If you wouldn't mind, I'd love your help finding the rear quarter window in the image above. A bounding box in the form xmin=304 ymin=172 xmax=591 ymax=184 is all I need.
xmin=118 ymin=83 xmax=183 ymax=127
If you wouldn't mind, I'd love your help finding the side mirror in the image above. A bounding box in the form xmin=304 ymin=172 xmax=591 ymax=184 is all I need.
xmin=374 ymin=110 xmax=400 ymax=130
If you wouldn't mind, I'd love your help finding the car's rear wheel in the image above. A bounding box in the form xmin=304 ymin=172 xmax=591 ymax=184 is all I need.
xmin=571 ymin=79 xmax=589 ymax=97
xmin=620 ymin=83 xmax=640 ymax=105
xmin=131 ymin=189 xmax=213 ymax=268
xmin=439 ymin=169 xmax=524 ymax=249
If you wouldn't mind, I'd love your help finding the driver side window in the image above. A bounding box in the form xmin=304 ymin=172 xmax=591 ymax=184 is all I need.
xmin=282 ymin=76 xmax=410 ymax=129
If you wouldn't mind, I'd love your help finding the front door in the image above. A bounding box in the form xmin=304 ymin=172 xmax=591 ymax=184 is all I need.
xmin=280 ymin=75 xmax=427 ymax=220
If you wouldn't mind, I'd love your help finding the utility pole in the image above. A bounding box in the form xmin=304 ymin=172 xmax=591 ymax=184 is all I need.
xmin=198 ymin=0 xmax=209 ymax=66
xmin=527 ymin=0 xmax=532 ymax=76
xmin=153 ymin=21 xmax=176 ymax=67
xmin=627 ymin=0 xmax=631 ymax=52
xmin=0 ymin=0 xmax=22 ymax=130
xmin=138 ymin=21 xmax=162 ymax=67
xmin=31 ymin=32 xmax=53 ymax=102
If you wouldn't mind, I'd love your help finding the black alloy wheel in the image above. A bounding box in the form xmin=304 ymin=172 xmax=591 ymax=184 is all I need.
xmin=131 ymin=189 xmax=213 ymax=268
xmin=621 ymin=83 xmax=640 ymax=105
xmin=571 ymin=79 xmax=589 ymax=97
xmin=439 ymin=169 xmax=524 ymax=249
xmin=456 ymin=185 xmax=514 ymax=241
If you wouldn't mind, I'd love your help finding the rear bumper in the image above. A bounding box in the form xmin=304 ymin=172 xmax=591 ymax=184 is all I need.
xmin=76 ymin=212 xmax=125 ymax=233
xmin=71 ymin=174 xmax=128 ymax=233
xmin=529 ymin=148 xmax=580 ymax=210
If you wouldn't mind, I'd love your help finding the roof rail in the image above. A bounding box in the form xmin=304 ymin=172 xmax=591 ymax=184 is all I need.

********

EXERCISE REQUIREMENTS:
Which lines of the items above contain the string "window"? Return each one in full, counting uppercase and lowercase letters as different.

ANSWER FOR THE TASK:
If you wouldn't mind, I'd love your help finding the rear quarter window in the image above. A bounding box in the form xmin=304 ymin=172 xmax=591 ymax=184 is all I need.
If you wouldn't mind, I'd love your help finding the driver side window in the image above. A bounding box in the form xmin=304 ymin=172 xmax=591 ymax=184 is all I need.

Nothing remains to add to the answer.